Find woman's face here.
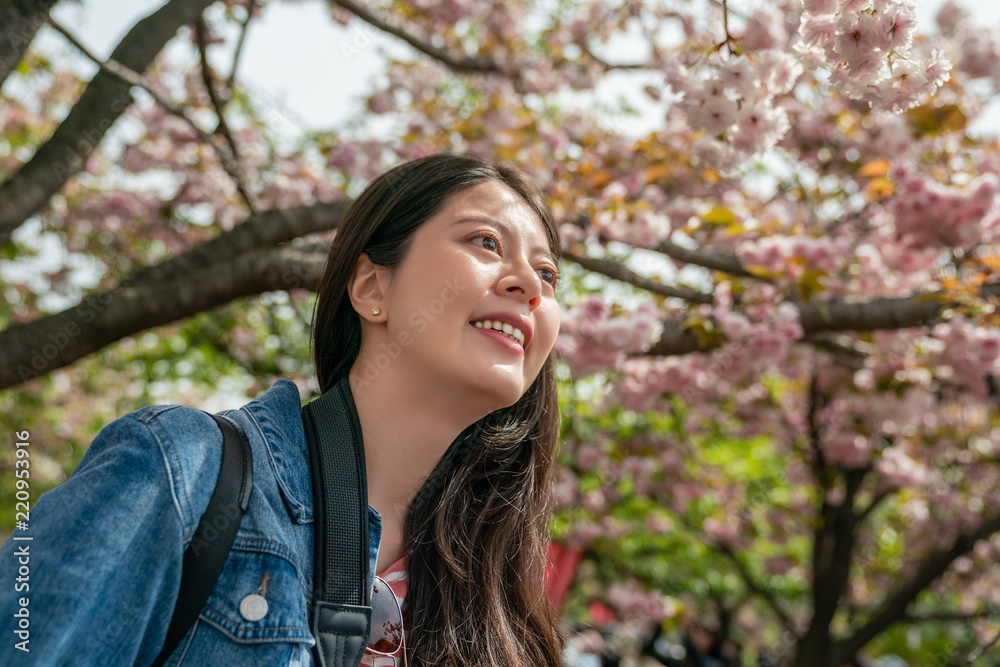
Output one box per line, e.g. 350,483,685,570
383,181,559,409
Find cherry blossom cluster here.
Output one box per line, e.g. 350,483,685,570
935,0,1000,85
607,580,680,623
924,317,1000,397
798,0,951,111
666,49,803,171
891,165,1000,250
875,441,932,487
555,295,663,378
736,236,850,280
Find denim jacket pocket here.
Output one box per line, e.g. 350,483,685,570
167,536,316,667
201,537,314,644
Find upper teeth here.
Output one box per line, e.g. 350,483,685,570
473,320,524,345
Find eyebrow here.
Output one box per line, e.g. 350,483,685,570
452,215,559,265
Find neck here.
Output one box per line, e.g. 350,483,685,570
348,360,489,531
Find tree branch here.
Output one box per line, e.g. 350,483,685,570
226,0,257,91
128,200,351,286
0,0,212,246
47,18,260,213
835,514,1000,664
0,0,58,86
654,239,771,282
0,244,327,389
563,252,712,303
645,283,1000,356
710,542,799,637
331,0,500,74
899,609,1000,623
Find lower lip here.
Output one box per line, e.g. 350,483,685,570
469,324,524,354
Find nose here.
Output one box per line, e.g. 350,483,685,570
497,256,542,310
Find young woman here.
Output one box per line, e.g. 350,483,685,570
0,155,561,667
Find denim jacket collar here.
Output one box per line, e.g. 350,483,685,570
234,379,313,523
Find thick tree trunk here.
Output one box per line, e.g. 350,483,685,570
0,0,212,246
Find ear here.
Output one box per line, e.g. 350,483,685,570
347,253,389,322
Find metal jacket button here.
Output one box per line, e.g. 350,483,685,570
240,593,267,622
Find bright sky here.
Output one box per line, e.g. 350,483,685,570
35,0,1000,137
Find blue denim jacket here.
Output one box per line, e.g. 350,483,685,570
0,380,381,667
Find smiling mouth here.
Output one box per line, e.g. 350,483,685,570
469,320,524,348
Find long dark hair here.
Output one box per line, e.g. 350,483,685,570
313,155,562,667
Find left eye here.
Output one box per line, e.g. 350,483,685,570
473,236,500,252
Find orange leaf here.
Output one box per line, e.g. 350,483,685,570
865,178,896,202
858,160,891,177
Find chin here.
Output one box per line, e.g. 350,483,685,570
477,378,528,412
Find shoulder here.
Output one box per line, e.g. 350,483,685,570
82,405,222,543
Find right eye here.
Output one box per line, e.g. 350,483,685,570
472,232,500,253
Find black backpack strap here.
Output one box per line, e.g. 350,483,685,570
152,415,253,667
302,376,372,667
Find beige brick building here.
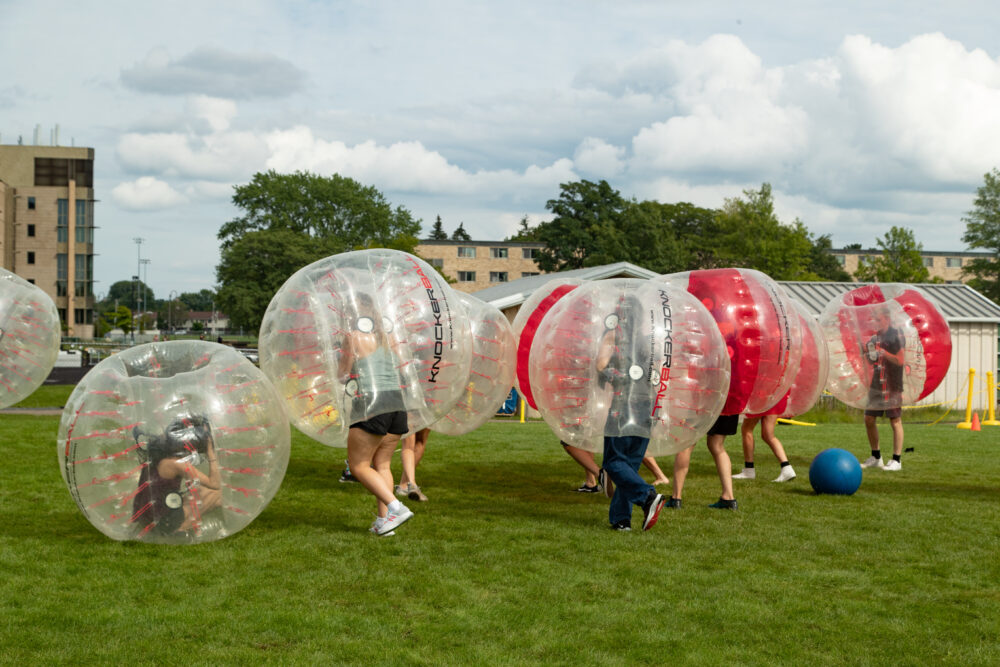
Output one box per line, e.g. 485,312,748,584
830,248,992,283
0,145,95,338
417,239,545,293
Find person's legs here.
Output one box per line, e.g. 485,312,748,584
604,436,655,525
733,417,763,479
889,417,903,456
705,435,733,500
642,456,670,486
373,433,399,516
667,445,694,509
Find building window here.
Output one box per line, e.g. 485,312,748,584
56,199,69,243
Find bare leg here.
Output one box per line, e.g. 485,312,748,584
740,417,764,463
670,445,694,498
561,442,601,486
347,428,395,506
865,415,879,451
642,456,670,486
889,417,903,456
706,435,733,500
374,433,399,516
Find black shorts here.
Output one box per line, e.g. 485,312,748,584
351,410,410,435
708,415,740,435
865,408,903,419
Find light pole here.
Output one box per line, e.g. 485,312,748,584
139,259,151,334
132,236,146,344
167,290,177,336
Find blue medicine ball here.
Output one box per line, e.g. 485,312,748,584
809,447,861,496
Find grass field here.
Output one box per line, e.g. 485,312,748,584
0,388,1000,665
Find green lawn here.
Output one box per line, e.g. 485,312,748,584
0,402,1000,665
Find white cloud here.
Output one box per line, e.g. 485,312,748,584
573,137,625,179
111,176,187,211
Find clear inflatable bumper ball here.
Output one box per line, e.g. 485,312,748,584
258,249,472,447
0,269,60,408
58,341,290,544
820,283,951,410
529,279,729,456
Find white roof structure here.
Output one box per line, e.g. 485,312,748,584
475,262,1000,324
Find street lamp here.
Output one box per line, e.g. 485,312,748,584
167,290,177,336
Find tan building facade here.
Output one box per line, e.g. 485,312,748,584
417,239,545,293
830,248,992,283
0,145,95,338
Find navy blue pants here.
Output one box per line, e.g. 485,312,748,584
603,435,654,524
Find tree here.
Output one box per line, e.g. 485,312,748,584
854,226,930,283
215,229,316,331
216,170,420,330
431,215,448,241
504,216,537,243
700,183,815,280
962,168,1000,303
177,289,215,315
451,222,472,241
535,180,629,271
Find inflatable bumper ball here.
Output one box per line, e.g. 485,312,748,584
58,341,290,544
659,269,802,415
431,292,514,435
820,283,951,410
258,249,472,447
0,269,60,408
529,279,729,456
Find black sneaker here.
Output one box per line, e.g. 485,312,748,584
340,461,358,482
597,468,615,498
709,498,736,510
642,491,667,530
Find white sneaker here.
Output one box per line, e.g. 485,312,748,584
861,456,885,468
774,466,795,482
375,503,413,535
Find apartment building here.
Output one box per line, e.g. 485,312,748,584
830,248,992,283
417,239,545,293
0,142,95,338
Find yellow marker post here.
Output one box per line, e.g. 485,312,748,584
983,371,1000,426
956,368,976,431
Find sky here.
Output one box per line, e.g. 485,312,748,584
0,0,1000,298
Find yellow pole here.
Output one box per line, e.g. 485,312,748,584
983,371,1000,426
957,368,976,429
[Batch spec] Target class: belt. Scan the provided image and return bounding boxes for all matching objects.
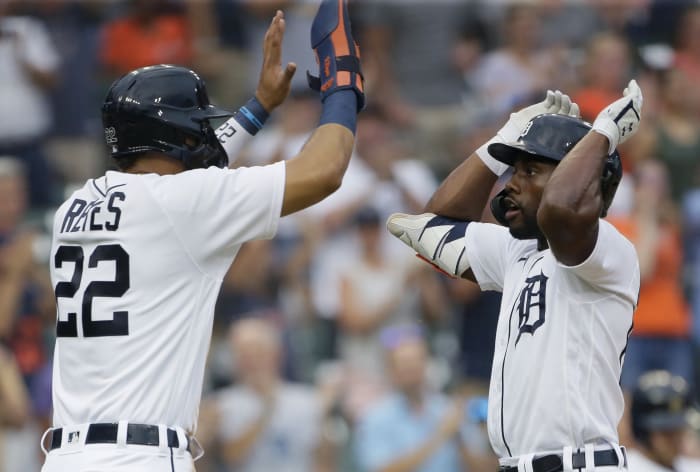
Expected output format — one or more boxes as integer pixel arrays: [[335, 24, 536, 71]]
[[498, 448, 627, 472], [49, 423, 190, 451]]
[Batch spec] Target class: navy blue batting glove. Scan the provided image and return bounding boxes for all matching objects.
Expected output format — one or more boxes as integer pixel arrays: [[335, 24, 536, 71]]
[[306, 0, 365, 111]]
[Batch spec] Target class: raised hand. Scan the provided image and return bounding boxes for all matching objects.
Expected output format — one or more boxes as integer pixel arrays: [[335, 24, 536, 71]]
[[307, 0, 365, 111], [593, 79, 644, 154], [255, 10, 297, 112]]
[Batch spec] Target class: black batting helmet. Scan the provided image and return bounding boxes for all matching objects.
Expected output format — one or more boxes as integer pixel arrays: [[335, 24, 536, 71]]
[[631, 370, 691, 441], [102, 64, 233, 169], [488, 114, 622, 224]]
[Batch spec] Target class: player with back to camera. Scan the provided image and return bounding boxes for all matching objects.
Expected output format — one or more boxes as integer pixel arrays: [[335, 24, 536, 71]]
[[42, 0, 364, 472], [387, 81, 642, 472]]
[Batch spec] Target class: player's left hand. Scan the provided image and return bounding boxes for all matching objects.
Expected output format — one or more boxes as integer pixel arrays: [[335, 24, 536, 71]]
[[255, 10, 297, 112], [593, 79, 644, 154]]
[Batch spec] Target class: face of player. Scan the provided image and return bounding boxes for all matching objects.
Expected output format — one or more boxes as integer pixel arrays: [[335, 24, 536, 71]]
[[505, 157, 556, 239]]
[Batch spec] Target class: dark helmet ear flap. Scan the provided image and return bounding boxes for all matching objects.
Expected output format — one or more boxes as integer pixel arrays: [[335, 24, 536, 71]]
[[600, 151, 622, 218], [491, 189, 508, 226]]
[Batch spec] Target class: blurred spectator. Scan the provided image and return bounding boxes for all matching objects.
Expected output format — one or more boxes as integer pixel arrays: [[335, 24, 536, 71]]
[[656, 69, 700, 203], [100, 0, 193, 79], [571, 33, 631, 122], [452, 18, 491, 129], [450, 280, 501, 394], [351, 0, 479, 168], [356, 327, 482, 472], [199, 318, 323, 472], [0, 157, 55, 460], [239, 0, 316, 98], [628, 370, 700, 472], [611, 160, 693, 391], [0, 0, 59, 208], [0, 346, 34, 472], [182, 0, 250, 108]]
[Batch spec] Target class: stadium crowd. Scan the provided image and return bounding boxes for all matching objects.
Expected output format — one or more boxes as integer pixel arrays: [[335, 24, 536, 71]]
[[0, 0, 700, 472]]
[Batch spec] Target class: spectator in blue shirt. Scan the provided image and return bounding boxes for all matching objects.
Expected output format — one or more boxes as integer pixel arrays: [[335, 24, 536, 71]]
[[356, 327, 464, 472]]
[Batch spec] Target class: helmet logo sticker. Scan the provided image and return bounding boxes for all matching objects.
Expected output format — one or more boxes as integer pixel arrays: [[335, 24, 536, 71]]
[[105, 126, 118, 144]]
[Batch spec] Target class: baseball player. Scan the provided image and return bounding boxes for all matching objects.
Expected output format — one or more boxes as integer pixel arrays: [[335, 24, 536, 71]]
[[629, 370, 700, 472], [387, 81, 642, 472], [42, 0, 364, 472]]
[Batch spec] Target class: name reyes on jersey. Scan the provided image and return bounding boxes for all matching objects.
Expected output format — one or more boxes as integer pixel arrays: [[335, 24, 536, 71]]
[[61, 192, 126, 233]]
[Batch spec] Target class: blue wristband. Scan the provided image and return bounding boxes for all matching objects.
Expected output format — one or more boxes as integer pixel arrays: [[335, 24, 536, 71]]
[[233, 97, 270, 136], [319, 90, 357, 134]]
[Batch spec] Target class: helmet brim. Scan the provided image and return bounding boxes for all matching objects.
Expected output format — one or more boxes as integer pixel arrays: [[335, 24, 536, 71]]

Request –
Return each line of the material above that contains the string "helmet", one per line.

Problem solution –
[Batch spec] Target class: black batting helmet. Scan the provided image and return bounding boxes for all matching objects.
[Batch spec] Target class: dark helmet ear flap. Scan the provided image and return bounding boxes for all matching objects.
[Batch spec] Target class: helmet logo sticker. Scan the provided image and return bounding boxes for all matching objects.
[Batch spec] Target class: helmet brim. Scan the provided image and return bounding boxes for all matching objects.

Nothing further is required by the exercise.